TEXT SEGMENT >>
--- BEGIN ---

Lingo – a language spotter’s guide to Europe

Why is Basque so baffling, and which language sounds like a machine gun when spoken? Which Iranian language is represented in Europe and where is Gagauz spoken? Why has Frisian been elevated the rank of official regional language and how come tiny Slovenia has so many regional linguistic varieties? Answers to all these questions and much more can be found in ‘Lingo – a language spotter’s guide to Europe‘ by Gaston Dorren, a book I discovered when I attended The World in Words, an event at Edinburgh Book Festival with the author and Ann Morgan. Gaston Dorren is a Dutch linguist with proficiency in fifteen languages. Originally published in Dutch as Taaltoerisme (‘Language tourism’) and translated into English by Alison Edwards, Lingo packs 60 chapters into less than 300 pages, divided into various themes such as languages and their families, history, grammar, politics, or vocabulary, as well as linguists who left their mark (mostly on stamps 😉 it turns out). Almost every chapter ends with a word or two that English has loaned from the language under discussion, as well as a word from that language that doesn’t exist in English but perhaps should. Here are a few snippets from the book to whet your appetite:

'Lingo, a language spotter's guide to Europe' by Gaston Dorren

‘Lingo, a language spotter’s guide to Europe’ by Gaston Dorren

  • Life of PIE: Of all the world’s living languages, Lithuanian is the one that most closely resembles Proto Indo-European (PIE), the linguistic reconstruction of the common ancestor of the Indo-European languages.

--- END ---

Entries from an annotation dataset

--- BEGIN ---

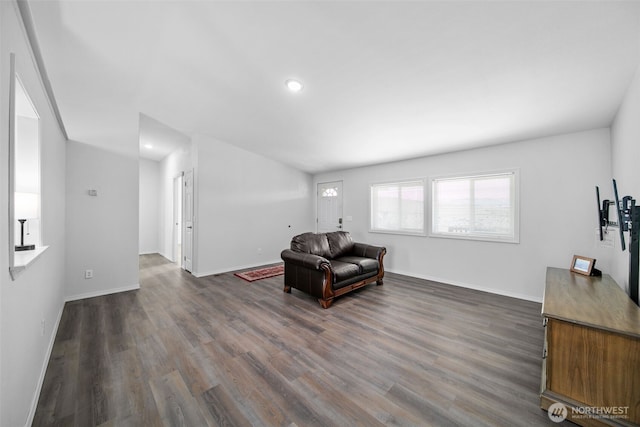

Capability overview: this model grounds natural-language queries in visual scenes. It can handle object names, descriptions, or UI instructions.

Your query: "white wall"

[314,129,611,301]
[192,136,315,276]
[0,1,65,426]
[138,158,161,254]
[608,61,640,292]
[66,141,139,300]
[158,143,193,261]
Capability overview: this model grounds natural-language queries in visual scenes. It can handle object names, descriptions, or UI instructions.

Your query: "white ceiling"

[139,114,191,162]
[29,0,640,173]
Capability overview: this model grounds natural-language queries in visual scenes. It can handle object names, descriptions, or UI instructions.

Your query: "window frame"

[8,52,48,280]
[429,168,520,244]
[369,178,429,237]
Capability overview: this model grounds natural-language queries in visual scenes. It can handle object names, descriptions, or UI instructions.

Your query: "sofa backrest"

[291,233,331,259]
[327,231,354,258]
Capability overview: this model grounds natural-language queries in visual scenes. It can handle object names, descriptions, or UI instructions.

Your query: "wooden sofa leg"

[318,298,333,308]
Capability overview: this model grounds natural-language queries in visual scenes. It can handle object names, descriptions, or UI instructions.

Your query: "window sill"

[429,233,520,244]
[9,246,49,280]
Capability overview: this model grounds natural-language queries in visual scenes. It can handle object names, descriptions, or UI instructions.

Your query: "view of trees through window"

[431,172,516,240]
[371,181,424,234]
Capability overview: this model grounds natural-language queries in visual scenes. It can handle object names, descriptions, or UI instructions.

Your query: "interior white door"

[173,173,183,266]
[316,181,342,233]
[182,170,194,272]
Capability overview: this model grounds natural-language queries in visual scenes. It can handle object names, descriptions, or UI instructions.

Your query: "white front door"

[182,170,193,272]
[316,181,342,233]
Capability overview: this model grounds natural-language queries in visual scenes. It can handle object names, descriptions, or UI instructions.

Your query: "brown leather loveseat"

[281,231,387,308]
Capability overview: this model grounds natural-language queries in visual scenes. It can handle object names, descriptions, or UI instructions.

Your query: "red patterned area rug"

[234,264,284,282]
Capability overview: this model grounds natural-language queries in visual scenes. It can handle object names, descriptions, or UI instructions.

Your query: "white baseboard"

[385,269,542,303]
[191,259,282,278]
[25,303,64,427]
[65,283,140,302]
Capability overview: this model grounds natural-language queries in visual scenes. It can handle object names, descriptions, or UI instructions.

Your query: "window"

[370,180,425,235]
[431,170,519,243]
[9,54,46,280]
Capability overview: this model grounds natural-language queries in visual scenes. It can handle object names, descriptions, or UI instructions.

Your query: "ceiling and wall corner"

[23,0,640,173]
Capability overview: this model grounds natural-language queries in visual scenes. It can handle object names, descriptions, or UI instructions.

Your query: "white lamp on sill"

[13,192,39,251]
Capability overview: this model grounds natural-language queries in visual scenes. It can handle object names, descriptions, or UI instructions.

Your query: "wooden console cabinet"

[540,267,640,426]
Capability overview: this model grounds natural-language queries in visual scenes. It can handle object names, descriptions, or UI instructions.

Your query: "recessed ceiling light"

[285,79,303,92]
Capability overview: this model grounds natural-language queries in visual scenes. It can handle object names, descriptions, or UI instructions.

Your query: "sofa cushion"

[336,256,378,274]
[291,233,331,258]
[327,231,354,259]
[329,260,360,283]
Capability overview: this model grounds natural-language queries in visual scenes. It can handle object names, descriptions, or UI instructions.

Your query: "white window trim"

[428,168,520,244]
[369,178,429,237]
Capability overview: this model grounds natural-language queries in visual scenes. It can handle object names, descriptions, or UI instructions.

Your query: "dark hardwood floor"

[34,255,558,427]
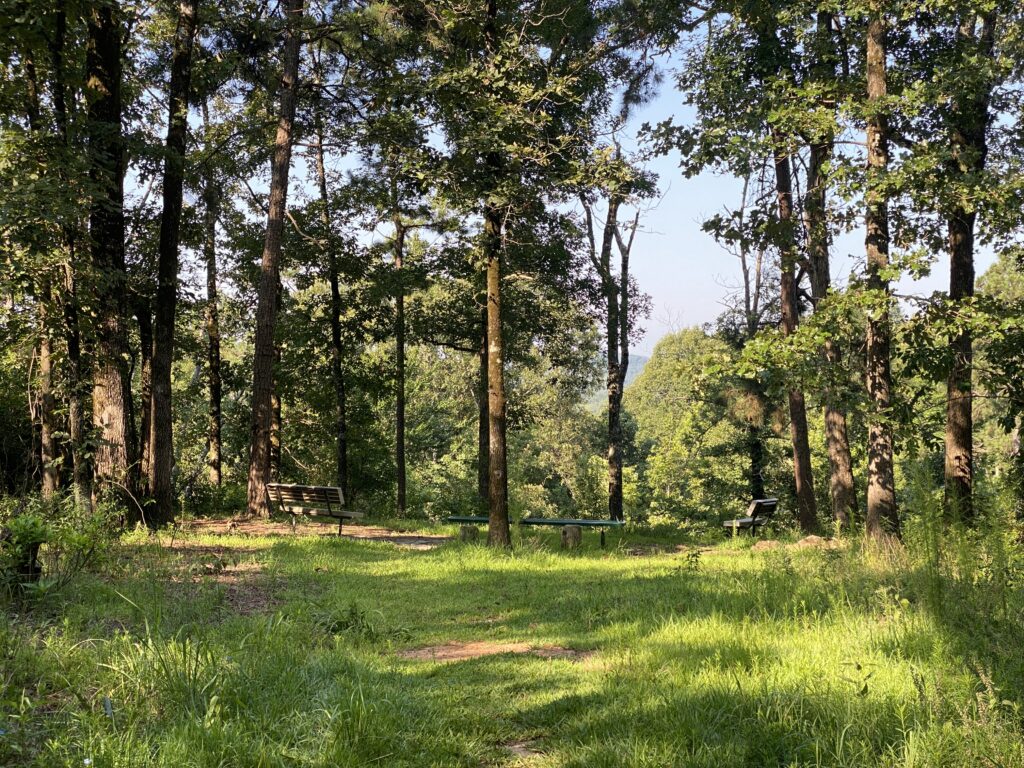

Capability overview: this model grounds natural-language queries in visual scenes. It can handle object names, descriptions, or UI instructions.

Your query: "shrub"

[0,495,121,601]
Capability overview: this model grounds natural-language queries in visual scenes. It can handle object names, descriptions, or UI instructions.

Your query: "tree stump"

[562,525,583,549]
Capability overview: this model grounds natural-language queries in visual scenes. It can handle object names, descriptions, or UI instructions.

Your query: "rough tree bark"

[50,2,90,504]
[774,140,818,531]
[483,0,512,547]
[944,11,995,520]
[313,116,349,501]
[393,217,406,517]
[483,196,512,547]
[135,296,153,494]
[804,11,857,529]
[203,102,223,486]
[149,0,199,526]
[22,48,60,498]
[864,1,899,540]
[85,2,134,505]
[247,0,303,517]
[476,309,490,509]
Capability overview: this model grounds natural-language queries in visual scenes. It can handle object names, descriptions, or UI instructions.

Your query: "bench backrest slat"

[267,482,345,511]
[746,499,778,520]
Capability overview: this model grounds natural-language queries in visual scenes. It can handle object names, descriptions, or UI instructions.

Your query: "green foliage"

[0,495,120,604]
[0,528,1024,768]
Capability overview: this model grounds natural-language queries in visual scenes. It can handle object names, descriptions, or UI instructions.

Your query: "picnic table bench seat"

[722,499,778,536]
[266,482,362,536]
[444,515,626,547]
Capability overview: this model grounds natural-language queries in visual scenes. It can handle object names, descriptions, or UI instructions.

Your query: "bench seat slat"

[519,517,626,528]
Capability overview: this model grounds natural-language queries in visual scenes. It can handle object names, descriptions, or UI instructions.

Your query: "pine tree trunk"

[39,281,60,498]
[864,0,899,540]
[149,0,199,526]
[773,140,818,532]
[476,309,490,509]
[599,194,623,520]
[135,296,153,494]
[203,132,223,486]
[313,117,349,501]
[483,202,512,547]
[746,423,765,499]
[62,262,92,505]
[944,11,995,520]
[247,0,303,517]
[804,141,857,529]
[483,0,512,547]
[22,48,60,499]
[85,3,134,505]
[50,2,90,505]
[394,222,406,517]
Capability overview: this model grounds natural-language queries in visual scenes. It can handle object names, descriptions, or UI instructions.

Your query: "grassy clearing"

[0,534,1024,768]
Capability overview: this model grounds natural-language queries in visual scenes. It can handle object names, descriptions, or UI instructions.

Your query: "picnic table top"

[444,515,626,528]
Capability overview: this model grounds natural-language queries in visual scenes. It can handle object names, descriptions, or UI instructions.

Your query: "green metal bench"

[722,499,778,536]
[519,517,626,548]
[444,515,626,547]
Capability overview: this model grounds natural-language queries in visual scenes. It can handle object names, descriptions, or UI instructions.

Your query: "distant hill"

[587,353,650,414]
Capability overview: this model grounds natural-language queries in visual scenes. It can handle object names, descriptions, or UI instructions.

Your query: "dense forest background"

[0,0,1024,544]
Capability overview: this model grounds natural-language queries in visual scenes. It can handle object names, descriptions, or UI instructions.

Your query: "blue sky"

[618,78,994,355]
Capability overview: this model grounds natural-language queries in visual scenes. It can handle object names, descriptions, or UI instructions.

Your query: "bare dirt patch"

[502,739,544,760]
[181,519,452,549]
[398,640,594,662]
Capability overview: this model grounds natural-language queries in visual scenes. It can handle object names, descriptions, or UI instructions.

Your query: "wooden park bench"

[722,499,778,536]
[444,515,626,547]
[266,482,362,536]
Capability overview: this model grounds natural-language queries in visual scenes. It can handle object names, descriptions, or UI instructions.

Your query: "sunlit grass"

[0,534,1024,768]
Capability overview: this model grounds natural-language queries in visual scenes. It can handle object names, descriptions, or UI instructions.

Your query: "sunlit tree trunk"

[773,140,818,531]
[149,0,199,526]
[945,12,995,520]
[203,102,223,486]
[864,0,899,539]
[313,115,349,500]
[483,201,512,547]
[394,221,406,517]
[247,0,303,517]
[85,2,134,505]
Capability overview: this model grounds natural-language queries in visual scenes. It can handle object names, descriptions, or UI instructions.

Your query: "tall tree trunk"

[598,193,623,520]
[746,422,765,499]
[148,0,199,526]
[247,0,303,517]
[864,0,899,539]
[773,138,818,531]
[203,114,223,486]
[804,141,857,529]
[22,54,60,498]
[483,201,512,547]
[476,309,490,509]
[394,222,406,517]
[804,10,857,529]
[483,0,512,547]
[85,2,134,505]
[61,259,92,505]
[50,0,90,505]
[945,11,995,520]
[39,281,60,498]
[135,296,153,494]
[313,117,349,501]
[266,274,285,482]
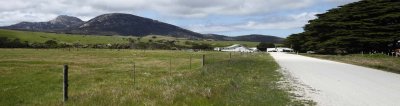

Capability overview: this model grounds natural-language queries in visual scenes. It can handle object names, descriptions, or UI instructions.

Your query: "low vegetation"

[304,54,400,73]
[0,29,258,49]
[0,49,301,106]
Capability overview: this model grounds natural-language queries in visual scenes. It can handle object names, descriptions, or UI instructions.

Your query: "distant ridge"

[0,13,283,43]
[204,34,284,43]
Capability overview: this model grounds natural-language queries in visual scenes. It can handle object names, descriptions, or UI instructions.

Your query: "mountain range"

[1,13,283,43]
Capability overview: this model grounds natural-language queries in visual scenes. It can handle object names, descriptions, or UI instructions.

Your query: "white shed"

[214,44,253,52]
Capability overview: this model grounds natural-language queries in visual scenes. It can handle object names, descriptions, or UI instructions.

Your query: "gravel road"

[271,53,400,106]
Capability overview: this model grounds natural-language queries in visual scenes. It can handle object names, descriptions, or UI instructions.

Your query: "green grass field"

[302,54,400,73]
[0,29,259,47]
[0,49,301,106]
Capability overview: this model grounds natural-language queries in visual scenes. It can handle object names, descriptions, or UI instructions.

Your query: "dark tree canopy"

[285,0,400,54]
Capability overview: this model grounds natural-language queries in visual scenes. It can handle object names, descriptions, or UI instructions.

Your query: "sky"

[0,0,359,37]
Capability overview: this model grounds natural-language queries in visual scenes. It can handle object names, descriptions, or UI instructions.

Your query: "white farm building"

[214,44,254,52]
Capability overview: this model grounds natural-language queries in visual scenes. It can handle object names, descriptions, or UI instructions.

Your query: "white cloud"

[186,12,318,33]
[0,0,315,25]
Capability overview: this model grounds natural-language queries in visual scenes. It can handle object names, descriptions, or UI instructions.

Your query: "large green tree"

[285,0,400,53]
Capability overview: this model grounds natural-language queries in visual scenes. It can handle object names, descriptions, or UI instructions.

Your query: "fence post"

[202,54,206,67]
[133,63,136,86]
[63,65,68,102]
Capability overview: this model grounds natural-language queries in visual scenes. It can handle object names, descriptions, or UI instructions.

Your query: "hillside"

[3,13,203,39]
[3,15,84,32]
[286,0,400,54]
[0,29,259,47]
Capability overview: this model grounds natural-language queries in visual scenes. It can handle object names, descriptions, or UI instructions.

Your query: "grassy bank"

[303,54,400,73]
[0,49,299,106]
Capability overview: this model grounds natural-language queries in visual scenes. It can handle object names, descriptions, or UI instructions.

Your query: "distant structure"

[214,44,257,52]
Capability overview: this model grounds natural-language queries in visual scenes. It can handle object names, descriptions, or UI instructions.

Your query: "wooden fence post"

[133,63,136,86]
[202,54,206,67]
[63,65,68,102]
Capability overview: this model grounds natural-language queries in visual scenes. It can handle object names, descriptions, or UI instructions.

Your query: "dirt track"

[271,53,400,106]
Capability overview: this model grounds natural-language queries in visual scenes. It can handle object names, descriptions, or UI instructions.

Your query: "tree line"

[285,0,400,54]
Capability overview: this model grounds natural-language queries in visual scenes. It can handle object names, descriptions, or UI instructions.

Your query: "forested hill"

[285,0,400,53]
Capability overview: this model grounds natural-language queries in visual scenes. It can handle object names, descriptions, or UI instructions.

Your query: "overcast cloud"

[0,0,358,35]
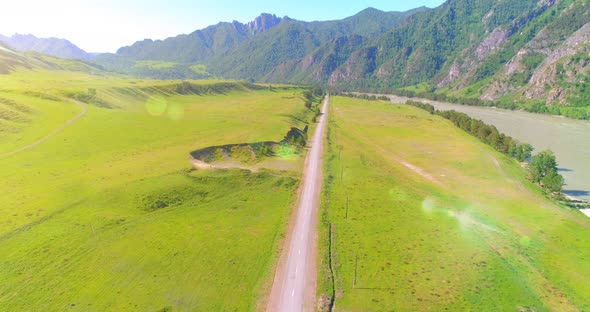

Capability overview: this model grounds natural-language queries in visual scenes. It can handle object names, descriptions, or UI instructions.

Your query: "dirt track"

[0,100,87,158]
[267,97,328,312]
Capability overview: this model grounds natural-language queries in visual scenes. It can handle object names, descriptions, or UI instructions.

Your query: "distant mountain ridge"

[8,0,590,119]
[91,8,428,81]
[0,34,92,60]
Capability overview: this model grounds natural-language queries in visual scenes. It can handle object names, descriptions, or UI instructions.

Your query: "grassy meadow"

[0,70,311,311]
[318,97,590,311]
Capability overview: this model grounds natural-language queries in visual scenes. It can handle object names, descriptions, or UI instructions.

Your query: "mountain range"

[0,34,93,60]
[0,0,590,118]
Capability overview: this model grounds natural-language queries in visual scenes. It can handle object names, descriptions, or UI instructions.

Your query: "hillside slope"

[0,34,92,60]
[95,8,427,80]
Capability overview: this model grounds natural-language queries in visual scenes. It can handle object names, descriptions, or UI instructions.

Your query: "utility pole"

[344,193,348,219]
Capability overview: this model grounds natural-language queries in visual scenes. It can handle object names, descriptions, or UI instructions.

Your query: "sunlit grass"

[320,98,590,311]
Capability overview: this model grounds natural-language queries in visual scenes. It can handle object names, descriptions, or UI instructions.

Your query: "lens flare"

[422,197,436,214]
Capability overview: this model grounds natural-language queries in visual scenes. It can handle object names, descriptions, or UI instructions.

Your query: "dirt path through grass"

[0,100,88,158]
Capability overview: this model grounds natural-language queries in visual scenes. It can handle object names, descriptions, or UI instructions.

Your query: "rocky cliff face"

[247,13,282,35]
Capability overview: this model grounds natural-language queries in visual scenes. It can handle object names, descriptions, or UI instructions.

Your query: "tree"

[516,143,533,162]
[529,150,557,183]
[542,170,564,193]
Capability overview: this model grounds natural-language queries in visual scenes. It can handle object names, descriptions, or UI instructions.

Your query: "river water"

[390,96,590,207]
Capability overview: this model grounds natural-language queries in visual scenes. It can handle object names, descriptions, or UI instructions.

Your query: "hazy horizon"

[0,0,444,53]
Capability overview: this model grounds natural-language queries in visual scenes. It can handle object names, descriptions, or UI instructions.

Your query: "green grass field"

[318,97,590,311]
[0,70,311,311]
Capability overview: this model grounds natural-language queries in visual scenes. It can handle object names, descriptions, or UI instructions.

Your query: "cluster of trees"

[406,101,564,193]
[335,92,389,101]
[303,86,324,122]
[390,88,590,120]
[529,150,564,193]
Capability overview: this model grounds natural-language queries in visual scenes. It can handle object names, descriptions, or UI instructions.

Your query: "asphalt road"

[278,96,328,312]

--- END ---

WHAT TO DO >>
1 - Using the review of Lingo, explain why the writer includes a few snippets from the book.
2 - Go on with the review of Lingo from the point where it stops.
This data was taken from a separate source and has no connection to the review of Lingo.

FINAL ANSWERS >>
1 - The writer shares the snippets to whet the reader's appetite for the book.

2 -
  • Did you know that two centuries ago Danish was spoken on four continents in an area twelve times the size of Great Britain?
  • I had heard of Bokmål and Nynorsk, but didn’t know the difference. In the book I learnt that all Norwegians speak a regional dialect, and that the aforementioned are just two of the four existing versions.
  • Sweden’s well-known linguistic informality only dates from the 1960s when the incoming Director-General of the Public Health Board announced that he intended to address all employees by their first name and would like them to do the same for him.
  • ‘Moped’ is a portmanteau word of Swedish origin (from motor (engine) and pedaler (pedals).)
  • Iceland is the only country in Europe that has a language that’s unique to that country. No other European country has identical political and linguistic boundaries.
First words of a modern Icelandic Bible

First words of a modern Icelandic Bible

  • Modern Greek contains loan words such as farmakología and sti̱thoskópio that are actually foreign-built compounds created from Classical Greek.
  • Most Portuguese loanwords in English come from the colonies, such as ‘fetish’ or ‘caste’ (Portuguese words for colonial phenomena) and ‘banana’ or ‘dodo’ (local words).
  • While most languages translate the names of famous cities into their own tongue, Latvian has the unusual tendency to translate all names. Thus Charles de Gaulle becomes Sharrl de Goal and Miguel de Cervantes is Megell de Therbahntess.
  • Diminutives are found throughout Europe except for Scandinavia.
  • Breton has a vigesimal numeral system, based on sets on twenty. Thus 45 is ‘five-and-two-twenty’; 77 is ‘seventeen-and-three-twenty’. (The same number in Welsh is ‘two-on-fifteen-and-three-twenty’).
  • Basque has a useful, single word for the act of translating from one’s own language into a foreign one: erdaratze.
  • Irish has the second oldest literary tradition among living European languages, after Greek.
The Irish language on a sign in Connemara (with English defaced)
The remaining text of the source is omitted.